Paid ads for quit-smoking support might be more effective than advice in clinical setting

Louise Prime

Friday, 20 April 2018

Commercial online advertisements to encourage pregnant women to take up support in quitting smoking might be more effective than advice given in a clinical setting – at least in terms of reaching the target women – according to UK research. Authors of the study,* published in the Journal of Medical Internet Research, said it had shown the value of using online adverts to reach pregnant women even before their first booking appointment with the NHS.

A National Institute for Health Research (NIHR)-funded research team from the Universities of Cambridge, East Anglia and Nottingham said about 11% of pregnant women in the UK smoke throughout pregnancy, and they cited previous research showing that most pregnant smokers want to quit. They noted that the rate of mobile phone ownership is high in all socioeconomic groups, and that effective ‘distance’ interventions, such as text-message support, might be particularly helpful for this group because of their low cost, convenience and anonymity.

DATA PROVIDED.
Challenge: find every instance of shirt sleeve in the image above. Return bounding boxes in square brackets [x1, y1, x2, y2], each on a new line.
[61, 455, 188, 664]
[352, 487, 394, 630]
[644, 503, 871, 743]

ACTIVITIES.
A) List the universities whose researchers made up the team described in the article on quit-smoking ads.
B) According to the article on quit-smoking ads, about what share of pregnant women in the UK smoke throughout pregnancy?
C) Transcribe the part of the article on quit-smoking ads starting with "Friday, 20 April" and going on through "with the NHS.".

PER-TASK OUTPUTS.
A)
University of Cambridge
University of East Anglia
University of Nottingham

B) About 11%.

C)
Friday, 20 April 2018

Commercial online advertisements to encourage pregnant women to take up support in quitting smoking might be more effective than advice given in a clinical setting – at least in terms of reaching the target women – according to UK research. Authors of the study,* published in the Journal of Medical Internet Research, said it had shown the value of using online adverts to reach pregnant women even before their first booking appointment with the NHS.